WHAT TO WORK ON: Duplicate the lines from the one containing "trimmed hedge -> mask for every instance" through the one containing "249], [7, 256]]", including both of those lines.

Records from a dataset:

(begin)

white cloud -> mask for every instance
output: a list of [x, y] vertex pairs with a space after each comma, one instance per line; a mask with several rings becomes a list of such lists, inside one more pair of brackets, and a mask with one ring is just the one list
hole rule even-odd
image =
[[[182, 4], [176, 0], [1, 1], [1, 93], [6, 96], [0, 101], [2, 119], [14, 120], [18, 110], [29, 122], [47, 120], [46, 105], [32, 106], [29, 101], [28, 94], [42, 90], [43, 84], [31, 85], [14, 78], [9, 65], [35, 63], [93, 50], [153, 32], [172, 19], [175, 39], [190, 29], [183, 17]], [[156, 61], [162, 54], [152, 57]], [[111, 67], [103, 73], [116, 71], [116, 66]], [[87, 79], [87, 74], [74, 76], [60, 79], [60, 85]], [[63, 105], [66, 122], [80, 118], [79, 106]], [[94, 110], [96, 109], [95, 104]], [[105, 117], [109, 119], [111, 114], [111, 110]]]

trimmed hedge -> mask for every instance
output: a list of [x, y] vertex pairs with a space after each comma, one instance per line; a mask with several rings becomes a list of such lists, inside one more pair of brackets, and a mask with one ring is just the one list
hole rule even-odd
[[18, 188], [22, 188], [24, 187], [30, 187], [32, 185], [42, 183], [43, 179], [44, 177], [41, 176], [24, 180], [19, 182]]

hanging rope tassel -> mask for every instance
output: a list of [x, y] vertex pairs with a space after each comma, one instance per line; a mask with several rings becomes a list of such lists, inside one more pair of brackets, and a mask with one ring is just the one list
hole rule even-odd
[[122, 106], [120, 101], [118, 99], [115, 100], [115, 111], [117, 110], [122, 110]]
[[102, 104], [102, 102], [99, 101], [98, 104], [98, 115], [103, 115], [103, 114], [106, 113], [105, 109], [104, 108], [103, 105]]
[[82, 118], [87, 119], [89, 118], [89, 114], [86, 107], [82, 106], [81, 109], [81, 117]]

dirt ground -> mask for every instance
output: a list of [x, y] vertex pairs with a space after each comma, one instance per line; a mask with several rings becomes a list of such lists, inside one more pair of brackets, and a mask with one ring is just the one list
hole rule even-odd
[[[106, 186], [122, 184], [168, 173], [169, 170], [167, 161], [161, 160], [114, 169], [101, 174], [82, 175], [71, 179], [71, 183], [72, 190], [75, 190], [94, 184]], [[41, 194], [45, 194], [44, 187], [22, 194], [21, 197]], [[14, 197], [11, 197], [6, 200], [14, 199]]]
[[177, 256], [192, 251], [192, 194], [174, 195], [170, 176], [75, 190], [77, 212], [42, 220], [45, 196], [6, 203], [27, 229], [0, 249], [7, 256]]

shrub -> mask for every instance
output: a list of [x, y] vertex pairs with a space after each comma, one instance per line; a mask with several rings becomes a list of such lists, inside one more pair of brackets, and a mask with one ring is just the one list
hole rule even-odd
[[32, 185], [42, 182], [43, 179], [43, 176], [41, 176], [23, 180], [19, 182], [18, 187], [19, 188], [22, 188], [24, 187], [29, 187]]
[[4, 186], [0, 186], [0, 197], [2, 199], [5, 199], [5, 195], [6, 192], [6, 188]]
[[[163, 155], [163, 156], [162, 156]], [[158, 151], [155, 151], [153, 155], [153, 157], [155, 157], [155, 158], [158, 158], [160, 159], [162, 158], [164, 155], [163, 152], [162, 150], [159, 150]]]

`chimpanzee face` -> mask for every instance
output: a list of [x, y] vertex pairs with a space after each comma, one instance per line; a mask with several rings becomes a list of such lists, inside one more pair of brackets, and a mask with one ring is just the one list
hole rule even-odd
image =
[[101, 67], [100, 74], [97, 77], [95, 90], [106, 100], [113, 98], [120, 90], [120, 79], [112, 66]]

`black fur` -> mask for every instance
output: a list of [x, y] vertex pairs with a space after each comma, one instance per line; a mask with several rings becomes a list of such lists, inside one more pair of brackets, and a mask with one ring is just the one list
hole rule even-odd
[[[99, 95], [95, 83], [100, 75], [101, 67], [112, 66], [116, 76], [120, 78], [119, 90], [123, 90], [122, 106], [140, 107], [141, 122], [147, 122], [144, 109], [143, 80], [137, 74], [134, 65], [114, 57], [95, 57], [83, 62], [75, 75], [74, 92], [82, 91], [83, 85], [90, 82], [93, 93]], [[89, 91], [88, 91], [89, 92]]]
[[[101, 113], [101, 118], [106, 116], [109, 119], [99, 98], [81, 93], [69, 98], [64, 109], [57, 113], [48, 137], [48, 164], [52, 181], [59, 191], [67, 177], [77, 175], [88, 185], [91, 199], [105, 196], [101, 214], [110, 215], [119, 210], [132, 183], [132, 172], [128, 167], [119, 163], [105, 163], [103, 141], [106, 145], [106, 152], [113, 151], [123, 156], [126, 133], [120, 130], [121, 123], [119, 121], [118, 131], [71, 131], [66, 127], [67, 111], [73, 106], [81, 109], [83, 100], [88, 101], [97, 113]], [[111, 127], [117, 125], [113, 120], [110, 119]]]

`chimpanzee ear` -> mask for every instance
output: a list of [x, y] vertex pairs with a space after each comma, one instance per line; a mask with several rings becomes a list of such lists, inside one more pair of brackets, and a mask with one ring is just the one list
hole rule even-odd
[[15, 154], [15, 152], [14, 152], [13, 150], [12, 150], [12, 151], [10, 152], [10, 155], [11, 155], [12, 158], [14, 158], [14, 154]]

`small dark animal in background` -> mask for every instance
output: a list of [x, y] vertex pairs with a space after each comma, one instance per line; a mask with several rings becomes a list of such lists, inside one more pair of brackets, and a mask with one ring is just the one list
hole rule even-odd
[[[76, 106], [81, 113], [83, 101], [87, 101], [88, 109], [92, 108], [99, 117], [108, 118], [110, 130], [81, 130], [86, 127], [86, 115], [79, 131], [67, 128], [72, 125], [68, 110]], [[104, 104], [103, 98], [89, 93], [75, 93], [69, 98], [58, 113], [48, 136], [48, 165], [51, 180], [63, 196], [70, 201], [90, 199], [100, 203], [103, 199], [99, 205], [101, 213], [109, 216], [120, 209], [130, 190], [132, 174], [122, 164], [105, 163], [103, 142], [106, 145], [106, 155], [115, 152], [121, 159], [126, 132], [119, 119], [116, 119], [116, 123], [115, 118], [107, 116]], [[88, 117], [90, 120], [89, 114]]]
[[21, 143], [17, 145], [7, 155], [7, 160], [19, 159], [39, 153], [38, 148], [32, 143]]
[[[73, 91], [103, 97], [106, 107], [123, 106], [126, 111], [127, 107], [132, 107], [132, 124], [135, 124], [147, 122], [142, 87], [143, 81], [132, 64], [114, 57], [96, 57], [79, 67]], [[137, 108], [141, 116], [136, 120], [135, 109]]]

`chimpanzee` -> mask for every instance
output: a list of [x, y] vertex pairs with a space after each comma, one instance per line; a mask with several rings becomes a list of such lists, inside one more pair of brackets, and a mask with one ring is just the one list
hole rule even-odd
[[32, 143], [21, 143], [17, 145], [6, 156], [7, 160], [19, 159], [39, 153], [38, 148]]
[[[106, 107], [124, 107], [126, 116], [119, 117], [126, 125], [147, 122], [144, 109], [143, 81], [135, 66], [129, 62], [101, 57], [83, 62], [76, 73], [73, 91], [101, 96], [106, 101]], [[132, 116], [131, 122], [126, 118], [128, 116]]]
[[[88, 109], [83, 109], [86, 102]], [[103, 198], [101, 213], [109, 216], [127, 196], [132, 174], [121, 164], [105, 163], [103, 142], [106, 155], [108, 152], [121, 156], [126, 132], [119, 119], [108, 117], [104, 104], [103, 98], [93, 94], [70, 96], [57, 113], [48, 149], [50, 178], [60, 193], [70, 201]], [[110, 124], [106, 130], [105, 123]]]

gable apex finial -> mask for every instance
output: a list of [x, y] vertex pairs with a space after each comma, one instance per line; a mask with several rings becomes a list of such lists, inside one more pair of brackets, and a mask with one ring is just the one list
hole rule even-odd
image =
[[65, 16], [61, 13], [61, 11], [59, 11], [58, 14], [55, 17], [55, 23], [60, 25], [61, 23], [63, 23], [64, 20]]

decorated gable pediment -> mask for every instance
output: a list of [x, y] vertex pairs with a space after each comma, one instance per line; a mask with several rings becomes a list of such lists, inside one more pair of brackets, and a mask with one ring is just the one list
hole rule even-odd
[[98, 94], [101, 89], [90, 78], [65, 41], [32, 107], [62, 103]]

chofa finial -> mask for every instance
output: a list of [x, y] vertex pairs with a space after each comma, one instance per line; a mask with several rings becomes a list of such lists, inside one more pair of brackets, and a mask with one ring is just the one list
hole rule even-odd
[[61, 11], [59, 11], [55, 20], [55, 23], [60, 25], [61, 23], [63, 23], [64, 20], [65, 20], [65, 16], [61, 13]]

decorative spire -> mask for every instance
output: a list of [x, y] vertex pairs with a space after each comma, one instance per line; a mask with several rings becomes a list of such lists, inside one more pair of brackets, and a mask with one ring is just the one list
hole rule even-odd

(end)

RESPONSE:
trimmed hedge -> mask for every instance
output: a list of [x, y] vertex pairs with a space after each comma, one instance per line; a mask with several rings becomes a list of such lists, inside one more pair of brackets, and a mask with one ring is just the one list
hole rule even-odd
[[18, 188], [22, 188], [24, 187], [30, 187], [32, 185], [42, 183], [43, 179], [44, 177], [41, 176], [24, 180], [19, 182]]

hanging rope tassel -> mask for every instance
output: a list of [x, y] vertex pairs with a space after each comma, one instance per line; a mask with several rings becomes a list of such lists, inside one more pair of brackets, and a mask with one ring is just the one list
hole rule even-odd
[[122, 106], [120, 101], [118, 99], [115, 100], [115, 111], [117, 110], [122, 110]]
[[102, 104], [102, 102], [99, 101], [98, 104], [98, 115], [103, 115], [103, 114], [106, 113], [105, 109], [104, 108], [103, 105]]
[[82, 118], [87, 119], [89, 118], [89, 114], [86, 107], [82, 106], [81, 109], [81, 117]]

dirt ground -> mask for every instance
output: a list of [x, y] vertex pairs with a space after each comma, one instance per line; a mask with several rings becomes a list of such lists, inside one more pair of brackets, and a mask with one ring is just the one list
hole rule even-odd
[[[106, 186], [122, 184], [168, 173], [169, 170], [167, 161], [161, 160], [114, 169], [101, 174], [82, 175], [71, 179], [71, 183], [72, 190], [75, 190], [94, 184]], [[41, 194], [45, 194], [44, 187], [22, 194], [21, 197]], [[14, 197], [11, 197], [6, 200], [14, 199]]]
[[177, 256], [192, 251], [192, 194], [174, 195], [170, 176], [75, 190], [77, 212], [42, 220], [45, 196], [6, 203], [27, 229], [0, 249], [7, 256]]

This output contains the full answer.